* Objetivos *
[a] Segundo o texto sobre A Época da Inocência, por que Ellen Olenska decide retornar a Nova Iorque?
[b] Transcreva fielmente, do texto sobre A Época da Inocência, o trecho que vai de "A narrativa de" até "a condessa Olenska.".
[c] Dê continuidade ao texto sobre A Época da Inocência a partir da última frase apresentada.

* Texto para leitura *
++++++++
Diante desse contexto, a autora descreve seus personagens abordando seus desejos mais íntimos e o início de uma época em que alguns padrões começam a ser sutilmente questionados perante a construção de valores próprios.

A narrativa de A Época da Inocência

A história apresenta Newland Archer, um advogado que encontra-se noivo de May Wellend, um exemplo de moça e um ótimo partido para a época. Archer não teria do que reclamar, até o momento em que conhece a condessa Olenska.

Ellen Olenska, prima de May, tinha um casamento abusivo na Europa e decide retornar a Nova Iorque para fugir de seu marido e pedir o divórcio, onde é brutalmente questionada e mal vista por seu modo de pensar e agir, desde as roupas que usava em determinada ocasião e com quem conversava até pelo fato de ter rompido um casamento. Ao conhecer Archer e se tornarem próximos, a condessa passa a transpor um pouco da sua ideologia para o rapaz, pondo-o a questionar tudo que até então nunca havia analisado e que praticava automaticamente.

A Época da Inocência

‘‘Nos salões de Nova York, uma dama não se afastava de um cavalheiro para buscar a companhia de outro. Rezava a etiqueta que ela permanecesse imóvel como um ídolo, enquanto os homens que desejassem lhe falar se sucedessem ao seu lado. Mas Ellen parecia não perceber que transgredira uma norma; inteiramente à vontade, sentou-se no sofá ao lado de Archer e brindou-o com seu olhar mais amável.’’

Na época retratada no livro, as regras eram muito mais rígidas e superficiais. A burguesia da grande metrópole era regida de acordo com suas roupas, casa e lugar onde morava e com quem se relacionava. Todos deveriam procurar um companheiro para passar o resto da vida, uma vez que o divórcio era extremamente mal visto.
++++++++
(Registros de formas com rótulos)
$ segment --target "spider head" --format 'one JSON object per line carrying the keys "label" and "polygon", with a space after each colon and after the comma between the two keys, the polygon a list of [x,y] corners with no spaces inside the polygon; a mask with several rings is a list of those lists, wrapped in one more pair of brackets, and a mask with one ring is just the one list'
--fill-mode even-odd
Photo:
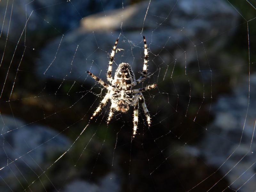
{"label": "spider head", "polygon": [[122,112],[126,112],[129,109],[129,105],[126,103],[123,100],[120,100],[117,101],[117,108],[118,111]]}

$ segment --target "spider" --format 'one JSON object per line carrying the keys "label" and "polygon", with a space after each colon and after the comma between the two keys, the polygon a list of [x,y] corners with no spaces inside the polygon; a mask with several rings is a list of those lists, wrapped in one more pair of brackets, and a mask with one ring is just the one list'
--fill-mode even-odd
{"label": "spider", "polygon": [[148,55],[148,54],[147,42],[144,36],[143,36],[143,38],[144,40],[144,54],[143,75],[138,79],[136,80],[132,69],[130,64],[127,63],[122,63],[119,64],[115,73],[114,79],[111,76],[112,64],[118,39],[116,39],[112,50],[107,74],[108,81],[109,82],[110,84],[106,83],[101,79],[95,76],[90,72],[88,71],[87,71],[92,77],[108,90],[108,92],[101,101],[100,106],[91,117],[91,119],[92,119],[100,111],[109,99],[110,99],[111,104],[110,112],[108,118],[108,124],[111,120],[115,110],[125,112],[129,109],[129,106],[134,106],[133,138],[134,138],[135,136],[138,127],[139,100],[141,103],[144,113],[147,118],[148,127],[150,126],[150,116],[148,110],[145,103],[145,99],[142,95],[142,92],[155,88],[157,86],[156,84],[152,84],[139,89],[132,89],[133,86],[144,81],[147,77],[147,68]]}

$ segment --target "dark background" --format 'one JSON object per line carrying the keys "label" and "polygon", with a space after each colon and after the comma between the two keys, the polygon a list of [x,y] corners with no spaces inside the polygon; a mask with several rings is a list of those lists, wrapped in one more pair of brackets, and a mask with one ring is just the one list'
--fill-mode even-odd
{"label": "dark background", "polygon": [[[0,2],[1,191],[254,191],[251,3]],[[119,38],[112,74],[138,78],[143,35],[158,87],[132,140],[132,107],[89,122],[106,91],[85,72],[106,82]]]}

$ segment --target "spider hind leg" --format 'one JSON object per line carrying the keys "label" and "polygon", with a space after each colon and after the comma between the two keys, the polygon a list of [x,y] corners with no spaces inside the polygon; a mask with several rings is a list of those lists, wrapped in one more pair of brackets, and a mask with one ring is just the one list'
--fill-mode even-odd
{"label": "spider hind leg", "polygon": [[107,103],[107,102],[108,101],[108,100],[109,97],[109,92],[108,92],[107,93],[106,95],[105,95],[105,96],[104,97],[104,98],[103,98],[103,99],[102,100],[101,102],[100,102],[100,105],[98,107],[97,109],[96,109],[96,110],[92,114],[92,116],[90,119],[92,119],[93,118],[96,116],[96,115],[99,113],[100,110],[101,110],[102,108],[105,106],[106,104]]}
{"label": "spider hind leg", "polygon": [[135,137],[136,132],[137,130],[139,121],[139,101],[137,101],[134,106],[134,111],[133,112],[133,132],[132,134],[132,138]]}
{"label": "spider hind leg", "polygon": [[143,110],[144,110],[144,113],[145,114],[145,116],[147,118],[147,121],[148,122],[148,127],[150,127],[150,124],[151,123],[151,121],[150,120],[150,116],[149,115],[149,113],[148,112],[148,108],[147,108],[147,105],[145,103],[145,98],[143,96],[143,95],[141,94],[140,97],[140,100],[141,102],[141,105],[142,105]]}

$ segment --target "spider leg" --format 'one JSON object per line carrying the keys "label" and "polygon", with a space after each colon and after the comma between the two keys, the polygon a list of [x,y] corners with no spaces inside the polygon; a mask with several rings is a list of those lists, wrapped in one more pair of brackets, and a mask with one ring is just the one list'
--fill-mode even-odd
++++++++
* Respostas por tarefa *
[a] Para fugir de seu marido e pedir o divórcio.

[b]
A narrativa de A Época da Inocência

A história apresenta Newland Archer, um advogado que encontra-se noivo de May Wellend, um exemplo de moça e um ótimo partido para a época. Archer não teria do que reclamar, até o momento em que conhece a condessa Olenska.

[c]
Para esse matrimônio, buscava-se um parceiro(a) que fosse bem visto, vindo de uma família com boa reputação, boas condições financeiras, uma pessoa estável e de bons costumes. Tendo essas características, seria perfeito para casar. Embora houvesse um carinho envolvido, o casamento estava muito mais relacionado a encontrar uma boa companhia para viver junto ao longo da vida do que se apaixonar e ter um laço afetivo.

As mulheres pouco tinham voz ou personalidade, seguindo todas as atividades comuns para o gênero naquela época, como bordar e visitar parentes. Não era bem visto se encontrar com homens que estavam para casar ou até mesmo se relacionar com pessoas que não faziam parte dessa alta sociedade.

A mulher do século XIX

May Wellend faz o papel da tímida moça perfeita da época. Inteligente, mas não atrevida. Com personalidade, mas não “mais do que o necessário”. Uma mulher “direita” que não contraria nem apresenta fortes opiniões, May agrada a todos a sua volta com sua bondade e simpatia.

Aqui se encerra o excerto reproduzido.